Reproduce the listing in full, pictures excluded.

======

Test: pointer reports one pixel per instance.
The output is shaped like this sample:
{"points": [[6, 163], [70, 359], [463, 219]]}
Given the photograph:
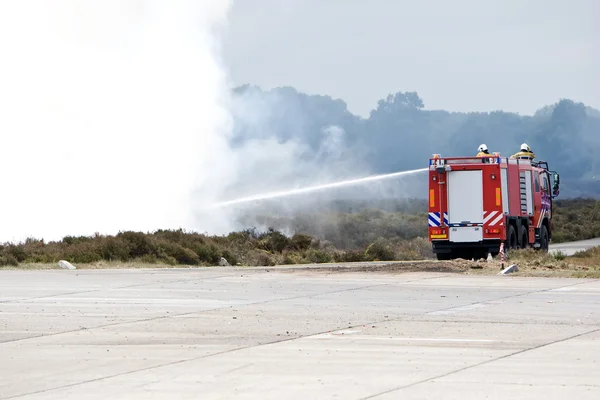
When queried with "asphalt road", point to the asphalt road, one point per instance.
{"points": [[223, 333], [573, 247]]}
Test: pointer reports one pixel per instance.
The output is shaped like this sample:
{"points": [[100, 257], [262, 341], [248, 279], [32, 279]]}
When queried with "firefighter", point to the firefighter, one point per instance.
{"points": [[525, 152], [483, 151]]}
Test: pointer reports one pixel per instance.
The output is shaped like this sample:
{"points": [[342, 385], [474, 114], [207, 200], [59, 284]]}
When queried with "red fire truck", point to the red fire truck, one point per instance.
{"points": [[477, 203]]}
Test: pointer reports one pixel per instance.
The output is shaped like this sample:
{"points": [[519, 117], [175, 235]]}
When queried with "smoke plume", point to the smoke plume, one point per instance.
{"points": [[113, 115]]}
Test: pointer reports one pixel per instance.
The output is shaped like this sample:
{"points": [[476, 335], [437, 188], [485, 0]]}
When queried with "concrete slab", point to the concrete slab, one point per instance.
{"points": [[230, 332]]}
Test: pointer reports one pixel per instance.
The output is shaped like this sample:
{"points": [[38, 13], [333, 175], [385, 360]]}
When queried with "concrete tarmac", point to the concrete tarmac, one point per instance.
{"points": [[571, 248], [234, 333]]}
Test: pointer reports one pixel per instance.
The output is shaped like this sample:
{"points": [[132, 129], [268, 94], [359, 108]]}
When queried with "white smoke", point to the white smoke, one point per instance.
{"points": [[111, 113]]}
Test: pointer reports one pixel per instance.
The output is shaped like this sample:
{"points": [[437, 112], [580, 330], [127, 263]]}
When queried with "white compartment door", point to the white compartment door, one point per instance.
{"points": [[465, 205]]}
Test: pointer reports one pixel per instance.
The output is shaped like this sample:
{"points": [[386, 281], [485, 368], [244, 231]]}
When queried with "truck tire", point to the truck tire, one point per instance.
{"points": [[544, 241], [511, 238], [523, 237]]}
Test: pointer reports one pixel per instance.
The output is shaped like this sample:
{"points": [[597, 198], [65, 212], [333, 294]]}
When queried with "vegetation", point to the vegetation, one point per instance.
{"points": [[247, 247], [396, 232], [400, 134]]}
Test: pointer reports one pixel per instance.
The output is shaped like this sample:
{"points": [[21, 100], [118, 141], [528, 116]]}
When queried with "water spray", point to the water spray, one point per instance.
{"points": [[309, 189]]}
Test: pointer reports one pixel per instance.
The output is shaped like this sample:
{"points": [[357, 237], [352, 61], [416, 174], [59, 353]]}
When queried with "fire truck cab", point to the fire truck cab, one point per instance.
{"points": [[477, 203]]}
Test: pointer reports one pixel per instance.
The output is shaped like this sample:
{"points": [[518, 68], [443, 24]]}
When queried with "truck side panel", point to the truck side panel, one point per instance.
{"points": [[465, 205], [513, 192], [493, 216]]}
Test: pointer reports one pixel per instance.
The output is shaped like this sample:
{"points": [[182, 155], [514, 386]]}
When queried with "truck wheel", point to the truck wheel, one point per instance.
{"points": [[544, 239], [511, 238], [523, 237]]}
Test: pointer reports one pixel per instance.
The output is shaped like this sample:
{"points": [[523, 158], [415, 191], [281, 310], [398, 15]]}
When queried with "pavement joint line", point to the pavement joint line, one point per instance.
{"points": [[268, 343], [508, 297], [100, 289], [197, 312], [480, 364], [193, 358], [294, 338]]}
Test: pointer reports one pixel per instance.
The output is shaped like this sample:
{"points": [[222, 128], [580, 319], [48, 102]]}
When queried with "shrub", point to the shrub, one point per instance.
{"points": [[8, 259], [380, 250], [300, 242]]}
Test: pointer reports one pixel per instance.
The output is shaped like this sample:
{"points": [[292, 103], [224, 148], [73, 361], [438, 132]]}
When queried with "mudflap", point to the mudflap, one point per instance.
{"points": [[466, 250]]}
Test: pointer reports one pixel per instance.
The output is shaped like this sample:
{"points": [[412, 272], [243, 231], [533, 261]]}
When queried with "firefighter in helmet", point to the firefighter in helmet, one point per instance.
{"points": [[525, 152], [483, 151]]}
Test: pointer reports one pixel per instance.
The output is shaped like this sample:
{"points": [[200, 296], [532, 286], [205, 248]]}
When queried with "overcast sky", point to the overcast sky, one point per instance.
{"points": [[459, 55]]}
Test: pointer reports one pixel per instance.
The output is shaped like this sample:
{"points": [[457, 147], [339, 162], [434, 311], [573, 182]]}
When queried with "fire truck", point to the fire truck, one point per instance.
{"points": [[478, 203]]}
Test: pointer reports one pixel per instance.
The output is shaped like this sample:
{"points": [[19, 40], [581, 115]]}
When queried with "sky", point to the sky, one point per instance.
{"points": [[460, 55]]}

======

● **THE COMPLETED TASK**:
Test: pointer reports one pixel per instance.
The output is shaped like this sample:
{"points": [[6, 163], [70, 359], [463, 219]]}
Given the photograph:
When queried with "asphalt road", point to the asphalt road, one point per instance.
{"points": [[223, 333], [573, 247]]}
Test: pointer reports one pixel per instance.
The output is shaped like this sample:
{"points": [[100, 257], [262, 341], [248, 279], [32, 279]]}
When queried with "firefighter", point to the firefighter, one point per instance.
{"points": [[525, 152], [483, 151]]}
Test: pointer reports one pixel per instance.
The output is shaped like this sample:
{"points": [[342, 385], [474, 114], [207, 200], [59, 284]]}
When queried with "red fire truck", point to the red fire truck, one point per instance.
{"points": [[477, 203]]}
Test: pointer reports one pixel per instance.
The output is shaped like this sample:
{"points": [[519, 117], [175, 235]]}
When queried with "smoke plume", point to the smoke plume, one point per instance.
{"points": [[113, 115]]}
Test: pointer reports one pixel per instance.
The output is shaped like this sample:
{"points": [[476, 335], [437, 188], [485, 0]]}
When queried with "concrete slab", point to the concrete slab, one point per instance.
{"points": [[230, 332]]}
Test: pointer reports one pixel per instance.
The output is shaped like this sample:
{"points": [[38, 13], [333, 175], [385, 360]]}
When queried with "concrete tarmac", point to the concrete tarmac, one point per instance.
{"points": [[571, 248], [234, 333]]}
Test: pointer reports one pixel per instance.
The output is shaped like this sample:
{"points": [[132, 129], [268, 94], [359, 108]]}
When queried with "white smoke", point to the white smoke, one point per instance.
{"points": [[111, 113]]}
Test: pointer reports one pixel per instance.
The output is shaped like this sample:
{"points": [[437, 112], [580, 330], [127, 263]]}
When queried with "white compartment door", point to the white compartment door, one point per instance.
{"points": [[465, 205]]}
Test: pointer reports one pixel per instance.
The output is shaped like this sample:
{"points": [[386, 281], [485, 368], [244, 231]]}
When queried with "truck tire", point to the truck tire, one point per instance.
{"points": [[544, 241], [511, 238], [523, 237]]}
Test: pointer reports one pixel per instance.
The output is shaped like this sample:
{"points": [[597, 198], [65, 212], [333, 294]]}
When queried with "vegetation", point to the vegetation, one point per instance.
{"points": [[247, 247], [396, 232], [400, 134]]}
Test: pointer reports one pixel per instance.
The output is shaped like this sample:
{"points": [[21, 100], [118, 141], [528, 116]]}
When queried with "water spray", point to the water spray, one point per instance.
{"points": [[309, 189]]}
Test: pointer reports one pixel per instance.
The output is shaped like this sample:
{"points": [[357, 237], [352, 61], [416, 174], [59, 353]]}
When queried with "fire truck cab", point to the fire truck cab, one point per instance.
{"points": [[477, 203]]}
Test: pointer reports one pixel per instance.
The output is shaped like this sample:
{"points": [[518, 68], [443, 24]]}
When queried with "truck side panel", point to the truck side panel, one point per instance.
{"points": [[465, 205], [513, 192], [493, 216]]}
Test: pointer reports one pixel per instance.
The output is shaped like this sample:
{"points": [[182, 155], [514, 386]]}
When queried with "truck wheel", point to the truck wheel, one point per instance.
{"points": [[544, 239], [511, 238], [523, 237]]}
Test: pointer reports one pixel per instance.
The output is shaped like this sample:
{"points": [[523, 158], [415, 191], [281, 310], [398, 15]]}
When queried with "pavement joint line", point to the pavement joint line, one point per instance.
{"points": [[268, 343], [508, 297], [100, 289], [197, 312], [480, 364], [193, 358], [294, 338]]}
Test: pointer reports one pixel per instance.
The output is shaped like this sample:
{"points": [[222, 128], [580, 319], [48, 102]]}
When queried with "shrub", point to the shrub, one point per instance.
{"points": [[8, 259], [380, 250], [300, 242]]}
Test: pointer reports one pixel per instance.
The output is shaped like this sample:
{"points": [[292, 103], [224, 148], [73, 361], [438, 132]]}
When queried with "mudflap", point to the mudflap, one point per instance.
{"points": [[466, 250]]}
Test: pointer reports one pixel per instance.
The output is shaped like this sample:
{"points": [[412, 272], [243, 231], [533, 261]]}
When queried with "firefighter in helmet", point to the firefighter in helmet, one point per instance.
{"points": [[525, 152], [483, 151]]}
Test: pointer reports one pixel per instance.
The output is shaped like this sample:
{"points": [[200, 296], [532, 286], [205, 248]]}
When queried with "overcast sky", point to the overcast sky, one point per instance.
{"points": [[459, 55]]}
Test: pointer reports one pixel per instance.
The output is shaped like this sample:
{"points": [[457, 147], [339, 162], [434, 311], [573, 182]]}
When queried with "fire truck", point to the fire truck, one point per instance.
{"points": [[478, 203]]}
Test: pointer reports one pixel per instance.
The output is shaped like this sample:
{"points": [[19, 40], [581, 115]]}
When queried with "sky", point to the sky, one point per instance.
{"points": [[460, 55]]}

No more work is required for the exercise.